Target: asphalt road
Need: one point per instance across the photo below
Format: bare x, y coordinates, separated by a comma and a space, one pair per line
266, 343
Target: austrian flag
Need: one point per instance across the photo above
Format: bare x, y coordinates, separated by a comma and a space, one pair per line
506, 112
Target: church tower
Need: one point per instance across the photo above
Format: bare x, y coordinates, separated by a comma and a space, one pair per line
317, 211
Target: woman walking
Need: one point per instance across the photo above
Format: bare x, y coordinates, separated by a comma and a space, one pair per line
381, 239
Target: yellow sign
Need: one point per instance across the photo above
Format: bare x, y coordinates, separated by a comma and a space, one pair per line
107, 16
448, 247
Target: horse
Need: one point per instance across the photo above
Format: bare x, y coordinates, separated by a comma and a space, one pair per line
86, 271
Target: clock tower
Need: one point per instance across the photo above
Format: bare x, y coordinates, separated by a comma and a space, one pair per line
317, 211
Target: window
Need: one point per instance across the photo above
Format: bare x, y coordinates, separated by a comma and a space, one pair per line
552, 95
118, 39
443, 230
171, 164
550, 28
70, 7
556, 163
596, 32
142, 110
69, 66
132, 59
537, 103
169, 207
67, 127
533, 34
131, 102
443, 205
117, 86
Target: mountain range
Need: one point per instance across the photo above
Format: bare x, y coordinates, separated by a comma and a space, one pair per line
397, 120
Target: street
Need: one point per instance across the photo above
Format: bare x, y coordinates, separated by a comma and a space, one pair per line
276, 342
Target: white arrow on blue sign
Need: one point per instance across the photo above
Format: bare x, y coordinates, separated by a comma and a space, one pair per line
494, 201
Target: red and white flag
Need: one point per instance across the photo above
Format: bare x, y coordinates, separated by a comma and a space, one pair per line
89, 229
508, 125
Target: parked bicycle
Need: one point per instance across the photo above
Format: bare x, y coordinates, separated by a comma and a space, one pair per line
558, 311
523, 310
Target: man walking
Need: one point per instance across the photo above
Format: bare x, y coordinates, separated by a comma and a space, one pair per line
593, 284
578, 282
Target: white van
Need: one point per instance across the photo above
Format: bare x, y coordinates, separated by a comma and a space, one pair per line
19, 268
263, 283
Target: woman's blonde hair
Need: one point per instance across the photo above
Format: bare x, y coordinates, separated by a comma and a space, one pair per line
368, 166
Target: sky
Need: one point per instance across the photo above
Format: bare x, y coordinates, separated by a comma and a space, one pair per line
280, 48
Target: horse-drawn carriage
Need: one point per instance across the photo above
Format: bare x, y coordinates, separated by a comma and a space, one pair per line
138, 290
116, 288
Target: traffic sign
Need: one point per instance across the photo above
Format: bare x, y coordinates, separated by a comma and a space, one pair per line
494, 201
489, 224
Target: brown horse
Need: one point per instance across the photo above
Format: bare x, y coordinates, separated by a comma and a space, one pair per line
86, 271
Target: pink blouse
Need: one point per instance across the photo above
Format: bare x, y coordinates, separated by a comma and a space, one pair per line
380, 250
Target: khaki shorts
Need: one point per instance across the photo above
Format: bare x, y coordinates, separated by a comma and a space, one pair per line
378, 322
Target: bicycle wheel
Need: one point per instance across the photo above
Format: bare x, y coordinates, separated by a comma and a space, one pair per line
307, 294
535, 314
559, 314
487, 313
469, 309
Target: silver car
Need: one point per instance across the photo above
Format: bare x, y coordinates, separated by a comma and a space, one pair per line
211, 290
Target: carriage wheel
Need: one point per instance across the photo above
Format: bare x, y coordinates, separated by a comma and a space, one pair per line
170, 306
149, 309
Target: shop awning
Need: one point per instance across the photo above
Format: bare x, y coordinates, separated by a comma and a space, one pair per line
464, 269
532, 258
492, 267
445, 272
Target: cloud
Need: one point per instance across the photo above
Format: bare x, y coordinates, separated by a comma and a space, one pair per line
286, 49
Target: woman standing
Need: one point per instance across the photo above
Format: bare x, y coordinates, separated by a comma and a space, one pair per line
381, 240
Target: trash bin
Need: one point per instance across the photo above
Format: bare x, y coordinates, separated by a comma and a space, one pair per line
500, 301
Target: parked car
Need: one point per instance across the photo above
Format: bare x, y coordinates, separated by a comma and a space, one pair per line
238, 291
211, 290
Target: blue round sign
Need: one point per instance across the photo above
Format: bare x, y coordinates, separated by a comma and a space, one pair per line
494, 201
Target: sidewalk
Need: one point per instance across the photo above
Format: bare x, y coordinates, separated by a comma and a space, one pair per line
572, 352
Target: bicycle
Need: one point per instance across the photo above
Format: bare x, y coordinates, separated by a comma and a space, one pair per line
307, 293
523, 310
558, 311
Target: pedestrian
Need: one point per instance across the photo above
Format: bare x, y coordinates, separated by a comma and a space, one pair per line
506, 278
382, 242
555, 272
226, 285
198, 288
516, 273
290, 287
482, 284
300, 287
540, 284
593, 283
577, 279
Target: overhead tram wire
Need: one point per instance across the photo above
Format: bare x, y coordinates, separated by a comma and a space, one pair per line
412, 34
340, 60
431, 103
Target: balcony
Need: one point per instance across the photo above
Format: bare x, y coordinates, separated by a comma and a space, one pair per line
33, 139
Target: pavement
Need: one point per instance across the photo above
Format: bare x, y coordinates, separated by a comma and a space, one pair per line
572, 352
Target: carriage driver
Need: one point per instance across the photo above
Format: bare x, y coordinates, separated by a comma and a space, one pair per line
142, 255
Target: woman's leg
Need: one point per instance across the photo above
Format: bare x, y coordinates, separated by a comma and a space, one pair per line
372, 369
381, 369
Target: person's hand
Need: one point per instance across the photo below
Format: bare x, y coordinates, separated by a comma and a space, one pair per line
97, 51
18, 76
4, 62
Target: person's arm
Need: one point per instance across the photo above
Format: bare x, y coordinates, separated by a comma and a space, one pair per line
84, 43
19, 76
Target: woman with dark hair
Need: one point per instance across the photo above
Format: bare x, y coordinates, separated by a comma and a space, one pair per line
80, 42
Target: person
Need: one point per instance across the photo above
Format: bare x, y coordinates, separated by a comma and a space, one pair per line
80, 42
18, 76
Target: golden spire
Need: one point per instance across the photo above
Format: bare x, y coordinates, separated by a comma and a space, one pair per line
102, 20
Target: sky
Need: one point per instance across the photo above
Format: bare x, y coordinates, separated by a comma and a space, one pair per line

- - - - -

→ Description of the task: Single out each line of the records above with the string "sign" in it, and copy it.

→ Written response:
Target: yellow sign
Target: white arrow on blue sign
Target: traffic sign
Target: blue round sign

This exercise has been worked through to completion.